== Input material ==
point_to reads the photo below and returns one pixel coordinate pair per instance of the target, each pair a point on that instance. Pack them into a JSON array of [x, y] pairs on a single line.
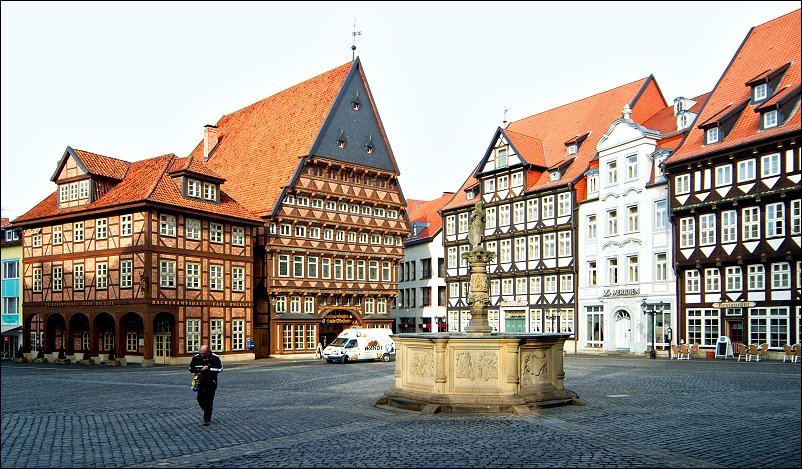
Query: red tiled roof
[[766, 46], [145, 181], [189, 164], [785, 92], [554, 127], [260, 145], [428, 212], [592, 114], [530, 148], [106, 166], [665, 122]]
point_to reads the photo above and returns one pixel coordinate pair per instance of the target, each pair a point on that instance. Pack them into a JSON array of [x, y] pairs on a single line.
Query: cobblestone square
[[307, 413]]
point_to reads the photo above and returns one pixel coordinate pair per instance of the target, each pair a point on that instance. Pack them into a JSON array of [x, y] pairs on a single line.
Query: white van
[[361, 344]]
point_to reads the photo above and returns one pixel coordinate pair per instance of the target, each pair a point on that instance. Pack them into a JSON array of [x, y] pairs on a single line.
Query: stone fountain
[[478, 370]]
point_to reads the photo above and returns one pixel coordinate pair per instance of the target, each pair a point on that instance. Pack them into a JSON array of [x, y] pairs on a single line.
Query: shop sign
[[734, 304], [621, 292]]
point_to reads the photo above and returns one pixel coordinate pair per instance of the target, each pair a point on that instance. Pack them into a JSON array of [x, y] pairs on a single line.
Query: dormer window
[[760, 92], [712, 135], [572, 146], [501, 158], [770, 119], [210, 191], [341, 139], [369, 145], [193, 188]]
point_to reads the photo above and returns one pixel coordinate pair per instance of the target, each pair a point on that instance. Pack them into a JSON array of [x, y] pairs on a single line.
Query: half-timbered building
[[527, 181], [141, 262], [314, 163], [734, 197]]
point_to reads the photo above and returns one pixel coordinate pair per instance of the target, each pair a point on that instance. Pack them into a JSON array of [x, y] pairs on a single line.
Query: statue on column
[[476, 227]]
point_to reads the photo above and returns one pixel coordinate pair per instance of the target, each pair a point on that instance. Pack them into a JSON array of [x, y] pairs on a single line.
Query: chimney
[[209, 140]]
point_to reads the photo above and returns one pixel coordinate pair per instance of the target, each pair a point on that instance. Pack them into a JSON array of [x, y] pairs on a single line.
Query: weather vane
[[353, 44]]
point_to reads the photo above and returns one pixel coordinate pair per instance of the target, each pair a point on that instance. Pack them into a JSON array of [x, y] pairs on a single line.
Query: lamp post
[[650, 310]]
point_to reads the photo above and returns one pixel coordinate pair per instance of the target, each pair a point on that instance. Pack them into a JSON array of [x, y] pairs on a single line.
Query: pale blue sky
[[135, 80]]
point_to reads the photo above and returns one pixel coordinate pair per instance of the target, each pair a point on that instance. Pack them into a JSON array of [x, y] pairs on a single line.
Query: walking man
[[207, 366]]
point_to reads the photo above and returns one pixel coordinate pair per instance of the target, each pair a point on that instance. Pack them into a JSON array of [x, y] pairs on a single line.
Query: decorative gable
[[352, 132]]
===
Problem requirements:
Print every record above exactly as written, leaving out the pictures.

Solution below:
point_to reads the photo below and returns one pixel coordinate pair per instance of the target, each pair a point on that instance. Pack them into a JSON array of [x, y] pairs on a single line.
Query: red tiled roof
[[766, 46], [145, 181], [189, 164], [785, 92], [554, 127], [260, 145], [428, 212], [592, 114], [530, 148], [106, 166], [665, 122]]
point_to reads the photo above and returns one pixel coordinate pair per instance of the target, each pair a point on that instance. Pack them into a JSON array of [x, y] pairs on a single line.
Query: cobblestone square
[[307, 413]]
point_to reads the photo above and returns one pixel coordinate pair per instance of the target, each pair a point on that instance. Pack them into a JSON array of [x, y] pairs on a single line.
Query: white van
[[361, 344]]
point_to reads the photo above and returns one pixel coordinate pair per instance of the target, each pair a point on that instance. Pack them into a JSON array of [x, y] pairs on a single line.
Query: stone fountain
[[478, 370]]
point_to reads the photo above and returns one pixel coordinate pair per instance of the target, each pair a point on that instance. Pack them into a JSON array of [x, y] pairs on a single line.
Query: shop sign
[[734, 304], [621, 292]]
point_to reads the photo above and returns one pixel coordinate pair per instance of the target, each pair a point on that instance. Pack them into a JSON array of [x, y] pairs on a single line.
Query: dormer window
[[760, 92], [712, 135], [572, 146], [501, 158], [770, 119], [210, 191], [341, 139], [369, 145], [193, 188]]
point_to reads the photo above and returns one pixel coordinate pair per instance of the target, each pair a point on that instance. Pack them into a JSON array of [x, y] pairs on a single line.
Query: half-timbered building
[[527, 181], [141, 262], [314, 163], [734, 197]]
point_to reads the photo above and returns one pixel coordinate pair per instance of the target, each pair a point on that instance. Pack them into a JSON array of [x, y] pairs on a single line.
Query: statue on column
[[476, 227]]
point_to reads the photo above and returns one pixel coordinate pair per instance of the target, each pair a point on that instance. Pack them into a JSON array of [x, y] pairs on a single line.
Query: chimney
[[209, 140]]
point_to reads the photo above and returns one pixel coordinate pair per instance of the target, each pair a point on that instance. Pack them into a JSON array of [x, y] pairs on a single line.
Query: weather vane
[[353, 44]]
point_to reads the photo above and returns one pixel coordinate pair per instance of the target, each pair a point on that instance. Pack them into a JSON array of [x, y] pairs on a single line.
Query: lamp post
[[650, 310]]
point_to reads the photo above and returns one pixel coordinate pair per instance of the target, each pair a point on that instance. Pack them into a JSON array of [x, y] pairs on a single line.
Query: pale blue sky
[[135, 80]]
point_to reads the photo above and returns one pixel coordinate pair per instance of the target, each pair a point on that instance. Pack them into a JSON array of [x, y] pairs on a single line.
Query: walking man
[[207, 366]]
point_to reads the photo above and returns one pixel coordinate pair per instance of the target, each pair a point on that instance. Pack them into a JSON array of [x, y] pairs on a single line.
Query: decorative gable
[[352, 132]]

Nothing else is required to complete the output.